**Trecho fornecido**
--------------------
O encontro com o pobre

No encontro com o mundo dos pobres, os agentes das Pastorais Sociais recebem a força e a coragem para seu engajamento, pois no rosto dos excluídos e marginalizados encontra-se a razão da ação solidária. Os Bispos, em Aparecida, recordaram que “o encontro com Jesus Cristo através dos pobres é uma dimensão constitutiva de nossa fé em Jesus Cristo. Da contemplação do rosto sofredor de Cristo neles e do encontro com ele nos aflitos e marginalizados, cuja imensa dignidade ele mesmo nos revela, surge nossa opção por eles. A mesma união a Jesus Cristo é a que nos faz amigos dos pobres e solidários com seu destino”. (DA, nº257).

Estar com os pobres é condição para reconhecer seus valores, suas lutas, seu modo próprio de expressar a fé e sua maneira de celebrá-la. Na religiosidade popular encontram-se também exemplos de resistência, criatividade, coragem, esperança.

A convivência e a amizade com as pessoas que vivem em situação de pobreza, marginalização e exclusão são capazes de estabelecer relações novas, que fazem dos excluídos sujeitos de sua libertação. O agente está junto, incentiva, colabora. Ao mesmo tempo, aprende, humaniza-se e experimenta a presença amorosa de Deus, que acompanha e sustenta o povo.

A Palavra de Deus dá os critérios e sustenta a ação dos cristãos, por isso, eles são convidados a ter grande intimidade com ela. A Palavra de Deus não é somente lida no livro. Ela é consultada no coração. É ali, guardada com afeto, tornada vida, que ela é capaz de orientar e ajudar na decisão. (DA, 249).

Se não mais existissem pessoas em situação de miséria, fome, abandono absoluto, não haveria mais necessidade de praticas de socorro. Porém existem tais pessoas e elas devem não apenas ser socorridas, mas o socorro deve ser realizado como reconhecimento de um direito social básico: o direito à vida.

Em todas as práticas das Pastorais Sociais, um elemento essencial é a implementação de ações que ajudem as pessoas a superarem limites que são fruto da marginalização e da exclusão que atingiram sua existência. Trata-se, por exemplo, de enfrentar o analfabetismo, a falta de capacitação profissional ou de organização de uma iniciativa. São práticas ligadas ao que se tem denominado “promoção humana”.

Identidade da Igreja

As Pastorais Sociais estão no coração da identidade e da missão da Igreja. Procuram continuar a missão de Cristo, expressa claramente no capítulo quatro do Evangelho de Lucas.(Lc 4,18-19. O Esp. Do Senhor está sobre mim...). Elas reagrupam discípulos de Cristo das classes populares que procuram traduzir sua mensagem de paz e justiça nas estruturas da sociedade. A vitalidade das Pastorais Sociais nas dioceses é sinal da fidelidade da Igreja à sua missão de amor aos pobres. Voz profética dos pobres, elas questionam a sociedade e a Igreja.
--------------------
**O que se pede**
1) As afirmações a seguir concordam com o trecho sobre as Pastorais Sociais? (a) A Palavra de Deus é consultada no coração. (b) As Pastorais Sociais reagrupam discípulos de Cristo das classes dominantes. (c) O socorro deve ser realizado como reconhecimento do direito à vida. Para cada uma, responda sim ou não e cite literalmente as palavras do trecho que decidem a questão.
2) Qual é, palavra por palavra, a parte do trecho sobre as Pastorais Sociais que vai de "Estar com os" até "decisão. (DA, 249)."? Repita-a sem nenhuma alteração.
3) Dê continuidade ao trecho sobre as Pastorais Sociais a partir da última frase apresentada.
--------------------
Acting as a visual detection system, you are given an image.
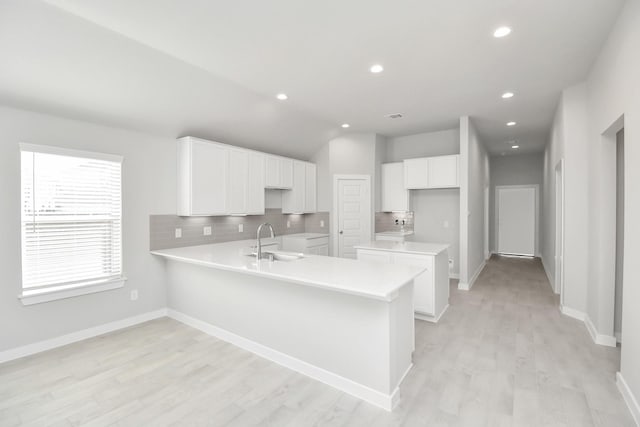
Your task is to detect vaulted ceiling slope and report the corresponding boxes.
[0,0,623,156]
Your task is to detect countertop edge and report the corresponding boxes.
[150,251,426,302]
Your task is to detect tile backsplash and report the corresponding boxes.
[149,209,330,250]
[376,211,413,233]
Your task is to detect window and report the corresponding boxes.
[20,144,124,304]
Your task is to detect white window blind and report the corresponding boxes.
[20,144,122,295]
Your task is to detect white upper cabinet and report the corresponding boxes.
[246,151,266,215]
[227,149,249,215]
[178,138,229,216]
[265,155,293,190]
[427,154,460,188]
[404,157,429,190]
[282,160,316,213]
[404,154,460,190]
[380,162,410,212]
[304,163,317,213]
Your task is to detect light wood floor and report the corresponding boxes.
[0,257,634,427]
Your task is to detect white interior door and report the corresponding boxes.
[336,178,371,259]
[496,186,537,256]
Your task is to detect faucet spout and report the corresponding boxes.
[256,222,276,261]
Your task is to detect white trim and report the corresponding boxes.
[18,277,127,305]
[559,305,587,322]
[18,142,123,163]
[616,372,640,426]
[584,315,618,347]
[559,305,617,347]
[458,261,487,291]
[0,308,167,363]
[413,304,449,323]
[167,309,400,411]
[539,257,558,294]
[494,184,540,256]
[329,174,375,257]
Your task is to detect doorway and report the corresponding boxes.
[496,185,539,256]
[613,128,624,343]
[331,175,373,259]
[554,159,564,300]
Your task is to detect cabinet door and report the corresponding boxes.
[393,254,434,316]
[189,141,229,215]
[428,154,460,188]
[381,162,409,212]
[246,152,265,215]
[227,150,249,214]
[304,163,316,213]
[404,157,429,189]
[282,161,306,213]
[264,156,282,188]
[356,249,392,264]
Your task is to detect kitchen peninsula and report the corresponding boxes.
[152,240,424,410]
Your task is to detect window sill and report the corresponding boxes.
[18,277,127,305]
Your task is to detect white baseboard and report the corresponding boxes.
[0,308,167,363]
[560,305,587,322]
[616,372,640,426]
[584,315,618,347]
[560,305,617,347]
[167,309,400,411]
[458,261,487,291]
[414,304,449,323]
[540,257,558,294]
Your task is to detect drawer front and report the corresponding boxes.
[307,237,329,248]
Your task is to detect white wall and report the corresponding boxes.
[543,1,640,411]
[459,116,489,289]
[587,1,640,399]
[0,106,176,351]
[489,153,544,254]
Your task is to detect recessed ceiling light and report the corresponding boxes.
[493,27,511,39]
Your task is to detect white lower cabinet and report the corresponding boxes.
[282,233,329,256]
[357,249,449,322]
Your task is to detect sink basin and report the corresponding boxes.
[247,251,304,261]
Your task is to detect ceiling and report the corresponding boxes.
[0,0,623,157]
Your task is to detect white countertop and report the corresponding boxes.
[376,230,413,237]
[151,240,424,301]
[354,240,449,255]
[282,233,329,239]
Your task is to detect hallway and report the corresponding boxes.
[0,256,634,427]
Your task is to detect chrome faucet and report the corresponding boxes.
[256,222,276,261]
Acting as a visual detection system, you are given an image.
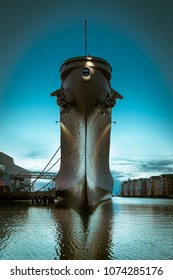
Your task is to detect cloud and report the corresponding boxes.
--------------------
**Respostas**
1)
(a) Sim: "Ela é consultada no coração."
(b) Não: "Elas reagrupam discípulos de Cristo das classes populares"
(c) Sim: "o socorro deve ser realizado como reconhecimento de um direito social básico: o direito à vida."

2)
Estar com os pobres é condição para reconhecer seus valores, suas lutas, seu modo próprio de expressar a fé e sua maneira de celebrá-la. Na religiosidade popular encontram-se também exemplos de resistência, criatividade, coragem, esperança.

A convivência e a amizade com as pessoas que vivem em situação de pobreza, marginalização e exclusão são capazes de estabelecer relações novas, que fazem dos excluídos sujeitos de sua libertação. O agente está junto, incentiva, colabora. Ao mesmo tempo, aprende, humaniza-se e experimenta a presença amorosa de Deus, que acompanha e sustenta o povo.

A Palavra de Deus dá os critérios e sustenta a ação dos cristãos, por isso, eles são convidados a ter grande intimidade com ela. A Palavra de Deus não é somente lida no livro. Ela é consultada no coração. É ali, guardada com afeto, tornada vida, que ela é capaz de orientar e ajudar na decisão. (DA, 249).

3)
É bonita a fé profunda e madura de muitos membros das pastorais Sociais. Sentem-se próximos de Jesus de Nazaré: Sendo filho de Deus, se fez gente do povo, trabalhador, compassivo e solidário, que está ao lado dos pobres. Ele anuncia um Reino de justiça e paz, cura os doentes, confirma a fé de seus discípulos, é vítima do sistema político-religioso de seu tempo, enfrenta livremente a paixão e morte na cruz para libertar seu povo da escravidão. O povo das Pastorais Sociais ama a figura e a pessoa de Jesus que viveu pobre, lutou contra o poder opressor, foi condenado e entregue à morte violenta. O povo reconhece a semelhança entre a vida de Jesus e sua própria vida.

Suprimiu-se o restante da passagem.